Start of DATASET

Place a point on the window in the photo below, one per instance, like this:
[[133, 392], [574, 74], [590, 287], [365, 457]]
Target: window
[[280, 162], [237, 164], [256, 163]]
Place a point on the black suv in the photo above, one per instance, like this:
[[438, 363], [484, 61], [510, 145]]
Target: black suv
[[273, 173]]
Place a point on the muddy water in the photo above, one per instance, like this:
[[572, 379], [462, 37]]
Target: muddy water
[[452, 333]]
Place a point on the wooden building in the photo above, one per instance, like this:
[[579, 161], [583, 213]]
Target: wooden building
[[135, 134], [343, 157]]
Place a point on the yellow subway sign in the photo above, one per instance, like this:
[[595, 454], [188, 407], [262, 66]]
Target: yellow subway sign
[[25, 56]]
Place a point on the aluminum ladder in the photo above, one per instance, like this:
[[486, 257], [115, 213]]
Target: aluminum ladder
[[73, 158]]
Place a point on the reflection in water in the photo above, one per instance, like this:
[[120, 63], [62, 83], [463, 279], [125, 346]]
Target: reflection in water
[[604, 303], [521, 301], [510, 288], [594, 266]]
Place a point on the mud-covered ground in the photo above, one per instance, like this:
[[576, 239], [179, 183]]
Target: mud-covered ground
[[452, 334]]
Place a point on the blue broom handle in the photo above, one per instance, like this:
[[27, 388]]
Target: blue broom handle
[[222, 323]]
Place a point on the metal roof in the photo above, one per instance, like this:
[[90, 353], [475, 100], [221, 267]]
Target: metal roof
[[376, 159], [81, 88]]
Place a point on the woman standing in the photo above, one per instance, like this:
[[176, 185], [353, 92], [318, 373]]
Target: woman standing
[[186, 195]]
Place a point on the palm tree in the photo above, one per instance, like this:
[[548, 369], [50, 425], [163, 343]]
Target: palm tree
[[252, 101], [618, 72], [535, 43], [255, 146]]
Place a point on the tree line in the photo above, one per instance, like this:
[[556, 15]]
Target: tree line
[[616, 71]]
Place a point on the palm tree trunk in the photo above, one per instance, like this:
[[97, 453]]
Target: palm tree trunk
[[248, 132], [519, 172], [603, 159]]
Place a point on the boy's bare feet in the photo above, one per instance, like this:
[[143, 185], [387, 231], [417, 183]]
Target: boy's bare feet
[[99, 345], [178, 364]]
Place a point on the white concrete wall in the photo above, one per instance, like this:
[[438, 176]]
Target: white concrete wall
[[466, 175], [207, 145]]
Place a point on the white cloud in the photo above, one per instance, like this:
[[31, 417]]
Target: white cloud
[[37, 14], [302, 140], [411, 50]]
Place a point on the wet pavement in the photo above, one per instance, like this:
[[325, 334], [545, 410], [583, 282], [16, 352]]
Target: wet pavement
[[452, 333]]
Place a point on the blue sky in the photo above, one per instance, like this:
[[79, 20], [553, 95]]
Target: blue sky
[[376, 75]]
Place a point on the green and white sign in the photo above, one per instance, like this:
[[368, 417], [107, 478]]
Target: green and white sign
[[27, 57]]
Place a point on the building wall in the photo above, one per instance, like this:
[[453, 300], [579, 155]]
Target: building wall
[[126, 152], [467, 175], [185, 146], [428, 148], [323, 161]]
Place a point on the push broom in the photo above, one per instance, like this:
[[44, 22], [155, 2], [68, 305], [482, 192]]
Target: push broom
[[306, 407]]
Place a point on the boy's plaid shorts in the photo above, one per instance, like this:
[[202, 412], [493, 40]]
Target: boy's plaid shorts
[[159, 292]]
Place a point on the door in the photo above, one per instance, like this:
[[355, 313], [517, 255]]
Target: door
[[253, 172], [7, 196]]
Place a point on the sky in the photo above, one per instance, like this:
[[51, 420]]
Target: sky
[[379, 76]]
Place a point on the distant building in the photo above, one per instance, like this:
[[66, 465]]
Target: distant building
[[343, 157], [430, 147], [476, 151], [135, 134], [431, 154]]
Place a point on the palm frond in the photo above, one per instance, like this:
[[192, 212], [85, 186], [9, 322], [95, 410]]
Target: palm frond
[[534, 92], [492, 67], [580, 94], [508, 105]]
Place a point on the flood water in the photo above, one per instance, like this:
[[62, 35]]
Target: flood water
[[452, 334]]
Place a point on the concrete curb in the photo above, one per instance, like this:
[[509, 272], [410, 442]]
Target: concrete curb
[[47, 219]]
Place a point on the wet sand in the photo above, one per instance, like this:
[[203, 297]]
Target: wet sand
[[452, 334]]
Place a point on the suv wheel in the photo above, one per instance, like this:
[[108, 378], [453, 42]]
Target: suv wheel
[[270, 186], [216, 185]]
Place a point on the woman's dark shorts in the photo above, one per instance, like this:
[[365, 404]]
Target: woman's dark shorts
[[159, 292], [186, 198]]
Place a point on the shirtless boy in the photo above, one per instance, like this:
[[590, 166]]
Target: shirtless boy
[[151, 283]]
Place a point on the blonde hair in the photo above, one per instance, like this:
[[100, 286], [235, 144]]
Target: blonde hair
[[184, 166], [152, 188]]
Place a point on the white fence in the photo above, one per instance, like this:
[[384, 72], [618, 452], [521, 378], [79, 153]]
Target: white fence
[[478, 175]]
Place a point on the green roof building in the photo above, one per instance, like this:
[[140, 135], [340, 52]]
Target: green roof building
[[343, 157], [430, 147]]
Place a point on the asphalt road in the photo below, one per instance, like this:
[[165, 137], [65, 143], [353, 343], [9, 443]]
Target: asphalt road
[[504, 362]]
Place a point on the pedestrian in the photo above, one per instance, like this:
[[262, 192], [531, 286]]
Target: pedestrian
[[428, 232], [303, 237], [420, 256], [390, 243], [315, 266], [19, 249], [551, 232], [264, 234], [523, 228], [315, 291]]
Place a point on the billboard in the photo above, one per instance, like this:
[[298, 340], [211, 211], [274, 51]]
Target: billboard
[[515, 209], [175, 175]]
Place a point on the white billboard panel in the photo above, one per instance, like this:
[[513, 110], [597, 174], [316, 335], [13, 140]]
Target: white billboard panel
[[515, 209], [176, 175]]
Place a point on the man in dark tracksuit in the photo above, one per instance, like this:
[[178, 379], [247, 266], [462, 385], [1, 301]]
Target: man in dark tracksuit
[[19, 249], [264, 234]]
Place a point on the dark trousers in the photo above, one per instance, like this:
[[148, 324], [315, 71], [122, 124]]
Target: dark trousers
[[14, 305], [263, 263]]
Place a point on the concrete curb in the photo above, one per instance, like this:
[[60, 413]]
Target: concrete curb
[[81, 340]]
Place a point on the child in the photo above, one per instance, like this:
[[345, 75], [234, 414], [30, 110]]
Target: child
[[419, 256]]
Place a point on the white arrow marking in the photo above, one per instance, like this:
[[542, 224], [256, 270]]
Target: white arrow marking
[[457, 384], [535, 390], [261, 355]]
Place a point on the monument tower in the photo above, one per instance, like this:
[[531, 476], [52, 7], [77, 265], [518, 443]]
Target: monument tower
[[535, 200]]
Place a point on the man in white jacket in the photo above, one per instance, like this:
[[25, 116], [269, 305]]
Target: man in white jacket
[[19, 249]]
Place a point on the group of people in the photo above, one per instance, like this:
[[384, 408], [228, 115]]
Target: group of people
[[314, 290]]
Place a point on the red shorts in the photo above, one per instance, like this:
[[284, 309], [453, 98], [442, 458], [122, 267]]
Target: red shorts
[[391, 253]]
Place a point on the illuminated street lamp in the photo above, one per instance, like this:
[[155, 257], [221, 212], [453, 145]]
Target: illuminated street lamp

End of DATASET

Rewrite every row above with "Place a point" swapped for "Put a dot" wherever it appears. Leave everything else the same.

RESPONSE FOR THIS EXERCISE:
Put a dot on the window in the photo below, one per instance, like this:
[[133, 392], [574, 74], [590, 287], [365, 457]]
Target: window
[[280, 162], [237, 164], [256, 163]]
Put a dot on the black suv in the photo above, one per instance, like this:
[[438, 363], [484, 61], [510, 145]]
Target: black suv
[[273, 173]]
Put a dot on the muddy water in the photo above, one per instance, like this:
[[572, 379], [462, 37]]
Target: muddy water
[[452, 333]]
Put a dot on the wooden building in the photo above, one per instance, like this:
[[579, 161], [583, 213]]
Target: wooden building
[[135, 134], [343, 157]]
Put a dot on the yellow subway sign in the photo above, one per instance, like this:
[[595, 454], [188, 407], [262, 66]]
Target: yellow subway sign
[[25, 56]]
Put a dot on the aluminum ladder in the photo above, one per instance, like this:
[[486, 257], [115, 213]]
Target: aluminum ladder
[[73, 158]]
Put a dot on the reflection in water in the photo above, one per instance, like this:
[[120, 63], [62, 83], [463, 279], [125, 346]]
Target: reflection in water
[[604, 303], [521, 301], [510, 288], [594, 266]]
Put a dot on the mud-covered ground in the photo above, one per instance, like this:
[[576, 239], [179, 183]]
Target: mud-covered ground
[[452, 334]]
Put a dot on the blue broom handle in the photo above, one per instance, like this:
[[27, 388]]
Target: blue broom handle
[[222, 323]]
Put a dot on the metal roof in the photo above, one per instance, like this:
[[90, 353], [475, 100], [221, 267]]
Target: metal roof
[[376, 159], [81, 88]]
Put a dot on the woman standing in the photo above, one per instance, like this:
[[176, 185], [353, 92], [318, 373]]
Target: woman standing
[[186, 195]]
Put a dot on the palm tree in the photo above, one per instance, like this:
[[548, 369], [50, 425], [163, 343]]
Target: palm tree
[[252, 101], [618, 72], [535, 43], [255, 146]]
Put a dot on the tree line in the photo above, one per instance, like this:
[[556, 15]]
Target: tree line
[[616, 71]]
Put a dot on the palm tree trunk in the photo above, one per instance, like this:
[[97, 453]]
Target: palm tree trunk
[[248, 132], [519, 172], [603, 159]]
Put a dot on the boy's bare feet in the photo above, one per instance, like this:
[[143, 185], [387, 231], [417, 183]]
Target: boy's bare feet
[[99, 345], [178, 364]]
Put a dot on the white concrete wall in the photo above, one per instance, like this:
[[438, 176]]
Target: white concrete wall
[[466, 175], [207, 145]]
Put a dot on the white cloud in the photo above, one per instance, like this:
[[31, 417]]
Target: white cloud
[[37, 14], [302, 140], [411, 50]]
Put a dot on the wet pavement in the photo above, one per instance, like this:
[[325, 334], [545, 410], [583, 282], [16, 352]]
Target: wet pavement
[[452, 333]]
Put a dot on the blue sky in the photo above, one per instance, like this:
[[79, 20], [553, 95]]
Target: blue sky
[[376, 75]]
Put a dot on the green and white sign in the photo above, one per instance, like this:
[[368, 417], [107, 478]]
Target: green and white sign
[[27, 57]]
Put a dot on the building wall in the photo above, one per instance, like this:
[[453, 300], [579, 155]]
Target: building wall
[[126, 152], [467, 175], [185, 146], [428, 148], [323, 161]]
Put a dot on the push broom in the photo above, one per instance, like this:
[[44, 22], [155, 2], [68, 305], [482, 192]]
Target: push broom
[[306, 407]]
Put a dot on the boy's plaid shorts in the photo above, one per instance, like this:
[[202, 412], [493, 40]]
Target: boy's plaid shorts
[[159, 292]]
Put a dot on the door in the photo above, one per instance, like this:
[[355, 313], [517, 255]]
Target: door
[[253, 172], [7, 196]]
Put a dot on the sky in the photo above, one per instance, like this:
[[51, 420]]
Target: sky
[[379, 76]]
Put a dot on the distant building in the photo above, one per instance, like this:
[[66, 465]]
Target: distant building
[[343, 157], [430, 147], [476, 151], [135, 134], [431, 154]]
Put a dot on the palm frond in the photo above, one per instance, like this:
[[192, 212], [85, 186], [9, 322], [95, 410]]
Target: palm frond
[[534, 92], [492, 67], [580, 94], [508, 105]]
Put a dot on the flood water in the photo above, one per instance, like this:
[[62, 35]]
Target: flood water
[[452, 334]]
Put a dot on the concrete curb in the photo above, one per instance, like this:
[[509, 272], [410, 442]]
Target: concrete curb
[[47, 219]]
Put a dot on the wet sand in the photo above, one per instance, like this:
[[203, 297]]
Target: wet sand
[[452, 334]]
Put a dot on the suv wheel in the photo above, one per instance, like this:
[[108, 378], [453, 42]]
Target: suv wheel
[[270, 186], [216, 185]]
Put a dot on the woman's dark shorts in the photo above, one per instance, like this:
[[365, 404]]
Target: woman's dark shorts
[[159, 292], [186, 198]]
Put a dot on the shirtless boy in the photo above, one per instance, like this:
[[590, 166]]
Target: shirtless boy
[[151, 283]]
Put a dot on the blonde hair in the photo above, one per instance, like this:
[[100, 286], [235, 144]]
Target: blonde hair
[[184, 166], [152, 188]]
Put a dot on the white fence in the photo above, one per instance, like this:
[[384, 72], [618, 452], [521, 378], [79, 153]]
Target: white fence
[[478, 175]]
Put a dot on the green roof building in the photo above, one per instance, like this:
[[140, 135], [340, 52]]
Target: green roof building
[[343, 157], [430, 147]]
Put a dot on the asphalt road in the photo below, one per instance, like this:
[[165, 137], [65, 143], [353, 343], [9, 443]]
Target: asphalt road
[[504, 362]]
Put a dot on the pedestrian in the photo above, one per instance, like this:
[[262, 192], [531, 286]]
Target: pedestrian
[[428, 232], [303, 237], [420, 256], [390, 243], [315, 266], [19, 249], [551, 232], [264, 234], [523, 228], [315, 291]]
Put a dot on the billboard in the photo above, one per instance, like this:
[[298, 340], [211, 211], [274, 51]]
Target: billboard
[[515, 209], [175, 175]]
Put a dot on the white billboard panel in the photo above, one per instance, like this:
[[513, 110], [597, 174], [316, 335], [13, 140]]
Target: white billboard panel
[[515, 209], [176, 175]]
Put a dot on the man in dark tracksuit in the photo above, one per instance, like this:
[[178, 379], [247, 266], [462, 385], [1, 301]]
Target: man in dark tracksuit
[[19, 249], [264, 234]]
Put a dot on the dark trousers in the photo above, one per instance, like this:
[[148, 324], [315, 71], [122, 124]]
Target: dark trousers
[[14, 305], [263, 263]]
Put a dot on the concrete curb in the photo above, one per instance, like this:
[[60, 413]]
Target: concrete curb
[[81, 340]]
Put a dot on the child in the photo above, one per instance, like this:
[[345, 75], [234, 414], [30, 110]]
Target: child
[[419, 256]]
Put a dot on the white arrow marking in the photo above, one per instance, like this:
[[542, 224], [256, 270]]
Target: white arrow marking
[[457, 384], [535, 390], [261, 355]]
Put a dot on the monument tower in the photo above, one per instance, like this:
[[531, 476], [52, 7], [77, 265], [518, 443]]
Target: monument tower
[[535, 200]]
Put a dot on the man in white jacket in the photo above, one per instance, like this:
[[25, 116], [269, 305]]
Target: man in white jacket
[[19, 249]]
Put a dot on the group of people in the photo above, one per instance, like this:
[[384, 408], [228, 115]]
Target: group of people
[[314, 290]]
Put a dot on the red shorts in the photo above, one per instance, like this:
[[284, 309], [453, 98], [442, 458], [122, 267]]
Target: red shorts
[[391, 253]]
Put a dot on the illuminated street lamp in the photo above, one per instance, like this:
[[155, 257], [221, 212], [453, 145]]
Target: illuminated street lamp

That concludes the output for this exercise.